Dataset records:
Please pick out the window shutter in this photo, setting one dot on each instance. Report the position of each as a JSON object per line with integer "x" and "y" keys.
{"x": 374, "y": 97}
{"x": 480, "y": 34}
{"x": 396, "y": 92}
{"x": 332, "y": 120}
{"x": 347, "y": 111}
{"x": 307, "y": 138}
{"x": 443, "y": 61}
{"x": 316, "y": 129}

**What the task requires**
Extract every record and return it verbatim.

**Answer to the problem**
Please pick out the window shutter in this photo, setting one dot on each instance. Report the position of each as a JSON object per line with integer "x" and "y" keys.
{"x": 374, "y": 97}
{"x": 480, "y": 34}
{"x": 396, "y": 92}
{"x": 332, "y": 120}
{"x": 347, "y": 111}
{"x": 307, "y": 138}
{"x": 443, "y": 61}
{"x": 316, "y": 129}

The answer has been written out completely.